WHAT THE EXERCISE ASKS:
For each statement below, say yes or no to whether it agrees with the text on salami slicing, and quote the words from the text that decide it: (a) the academic market grew more competitive after the 2008 economic downturn; (b) salami slicing raises a researcher's chances of publishing in high impact journals; (c) a postdoc is still unnecessary for someone with a doctorate in Psychology.

EXTRACT TO READ:
The process of breaking up research is dangerous one, according to UH's Big Idea. Graphic byMiguel Tovar/University of Houston

Salami slicing, breaking a paper on a single study up into smaller “slices” and publishing them in more than one journal, is broadly discouraged and considered unethical. Why does the practice persist? What do PIs believe are the benefits of doing it?

Two problems

Breaking up research into smaller slices can have serious consequences for scientific integrity. Researchers, especially younger researchers, may get used to looking at data in smaller pieces and not as a whole. This is dangerous from an academic perspective as valuable conclusions, that could have been derived if the data were presented as a whole, are overlooked.

Further, salami slicing of data may do more harm than good to a researcher’s career over time because it significantly reduces their chances of publishing in high impact journals, thereby lessening the weight of their accrued body of work.

One reason salami slicing still persists, is that there is a veritable avalanche of papers vying for publication. And the number seems to be steadily increasing.

“The academic market became more competitive after the nation’s economic downturn, in 2008,” said Rodica Damian, UH associate professor of psychology. “We saw a lot of competition between those with Ph.D.s and those who were conducting postdoc research. Before, you needed a postdoc if you were in Biology, for instance – but you didn’t need one if you had a doctorate in Psychology. That is no longer the case.”

Another reason salami slicing might persist is that advisors may suggest to a graduate student that they write a series of simpler papers as opposed to a more complex paper consisting of multiple measurements. A researcher might get these “single-lens papers” published much more quickly than their multi-faceted counterparts, due to the amount of background research the journal’s editors need to do on the more complicated papers.

Saved entries:
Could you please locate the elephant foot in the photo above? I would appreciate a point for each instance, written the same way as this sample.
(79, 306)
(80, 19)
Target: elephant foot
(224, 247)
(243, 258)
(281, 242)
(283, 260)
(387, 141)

COMPLETED EXERCISE:
(a) Yes: "The academic market became more competitive after the nation’s economic downturn, in 2008"
(b) No: "it significantly reduces their chances of publishing in high impact journals"
(c) No: "but you didn’t need one if you had a doctorate in Psychology. That is no longer the case."